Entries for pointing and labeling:
┌──

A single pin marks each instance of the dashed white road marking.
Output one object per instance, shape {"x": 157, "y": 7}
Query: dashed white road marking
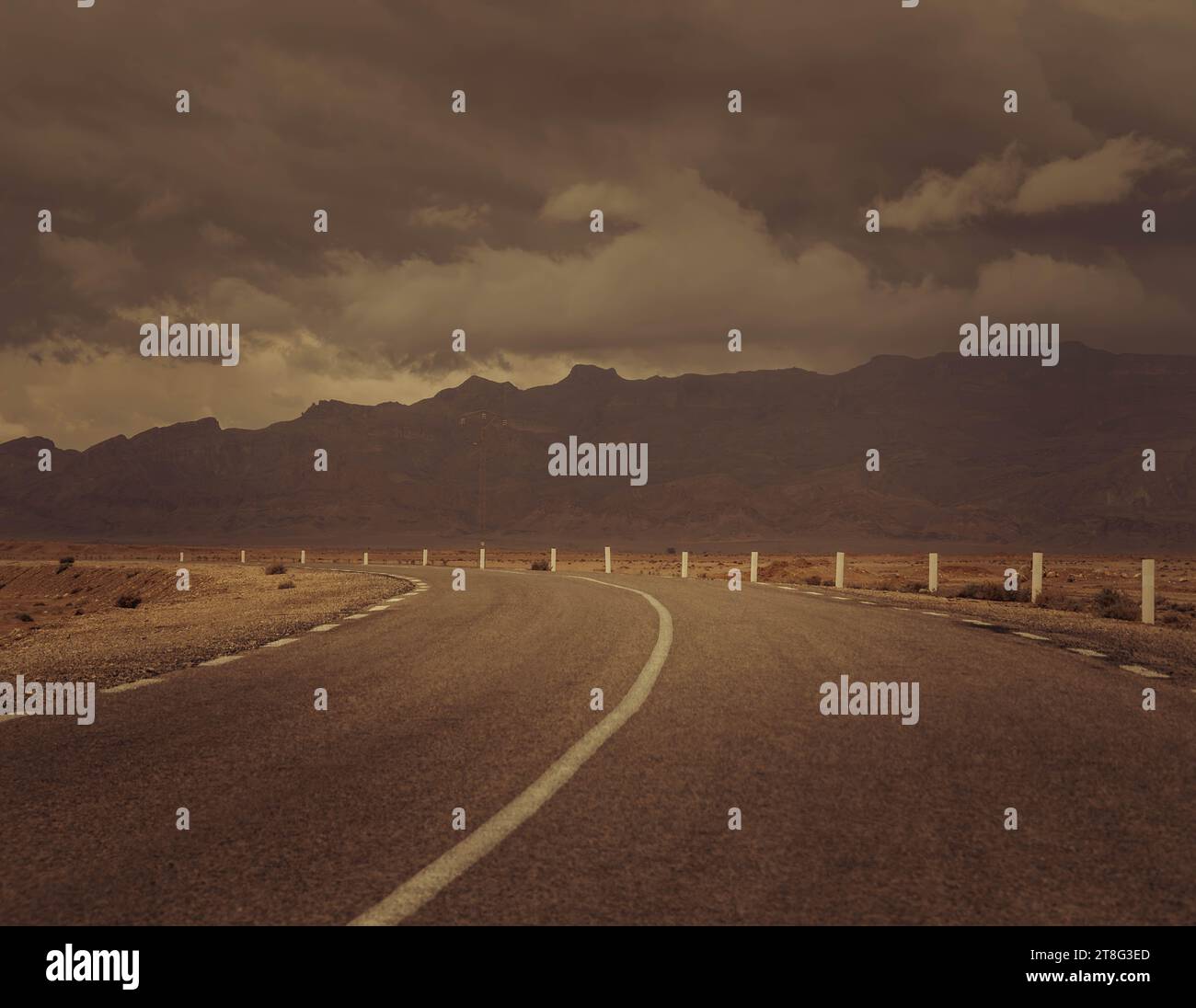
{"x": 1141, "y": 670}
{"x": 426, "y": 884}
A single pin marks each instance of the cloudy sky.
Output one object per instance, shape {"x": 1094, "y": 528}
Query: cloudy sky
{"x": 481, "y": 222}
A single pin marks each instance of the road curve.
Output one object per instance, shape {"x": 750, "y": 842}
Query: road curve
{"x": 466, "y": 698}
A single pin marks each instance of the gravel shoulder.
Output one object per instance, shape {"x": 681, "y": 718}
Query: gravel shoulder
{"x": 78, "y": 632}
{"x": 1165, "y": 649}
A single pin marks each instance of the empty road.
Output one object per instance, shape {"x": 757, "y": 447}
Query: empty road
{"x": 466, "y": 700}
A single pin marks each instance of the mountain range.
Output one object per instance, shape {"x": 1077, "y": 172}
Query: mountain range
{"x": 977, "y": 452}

└──

▸ **Written problem**: Render every line of the entries above as a numbered list, skipping any blank lines. Leave the pictures out.

▸ **Complete answer**:
1. A single pin marks each instance of the dashed white road marking.
2. Output one object per instance, shape {"x": 157, "y": 7}
3. Query: dashed white road marking
4. {"x": 1141, "y": 670}
5. {"x": 426, "y": 884}
6. A single pin marks each instance of the cloudy sky.
7. Output one object per instance, shape {"x": 1094, "y": 528}
8. Query: cloudy sky
9. {"x": 481, "y": 222}
10. A single pin marks each instance of the road curve.
11. Output one object per instance, shape {"x": 750, "y": 842}
12. Query: road curve
13. {"x": 466, "y": 698}
14. A single pin marks each instance of the gravel shoulder.
15. Output one object per instance, shape {"x": 681, "y": 718}
16. Query: gravel shoulder
17. {"x": 78, "y": 632}
18. {"x": 1165, "y": 649}
19. A single pin marks each instance of the empty road.
20. Output one object per instance, shape {"x": 757, "y": 447}
21. Query: empty road
22. {"x": 466, "y": 700}
23. A single pin marks each instance of the mountain range.
24. Output one object per instance, shape {"x": 1077, "y": 172}
25. Query: mountain range
26. {"x": 977, "y": 452}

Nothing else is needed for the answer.